------ Extracted text ------

At this time, the touring entertainment was either a traveling menagerie or a troupe of circus-type performers like acrobats, jugglers, riders and clowns. Then a third type began to emerge when the menagerie joined the circus in the 1830s and the world got noisy.
A deep history of cruelty
In 1833, Isaac Van Amburgh, an animal handler from New York, dressed up like a Roman gladiator and stepped into a cage occupied by a lion, a tiger, a panther and a leopard. This is widely accepted as the first big cat animal act. Van Amburgh was a terrible human being and would go on to set the standard for the animal trainers of his day. His whole act was about displaying his domination over the animals by beating them with a crowbar and thrusting his arm into their mouths.
Even audiences of the time were shocked by the display of such blatant cruelty. He would defend his own atrociousness by claiming the Bible justified what he did and would even try to act out scenes from it, making lions lay down with lambs, even going so far as to get children from the audience in the ring with that whole mess.

------ Data excerpt ------

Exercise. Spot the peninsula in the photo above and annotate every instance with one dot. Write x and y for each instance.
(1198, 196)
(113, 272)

------

Written task. Retype the passage above about early circus animal acts word for word, from start to finish.

Solution below.
At this time, the touring entertainment was either a traveling menagerie or a troupe of circus-type performers like acrobats, jugglers, riders and clowns. Then a third type began to emerge when the menagerie joined the circus in the 1830s and the world got noisy.
A deep history of cruelty
In 1833, Isaac Van Amburgh, an animal handler from New York, dressed up like a Roman gladiator and stepped into a cage occupied by a lion, a tiger, a panther and a leopard. This is widely accepted as the first big cat animal act. Van Amburgh was a terrible human being and would go on to set the standard for the animal trainers of his day. His whole act was about displaying his domination over the animals by beating them with a crowbar and thrusting his arm into their mouths.
Even audiences of the time were shocked by the display of such blatant cruelty. He would defend his own atrociousness by claiming the Bible justified what he did and would even try to act out scenes from it, making lions lay down with lambs, even going so far as to get children from the audience in the ring with that whole mess.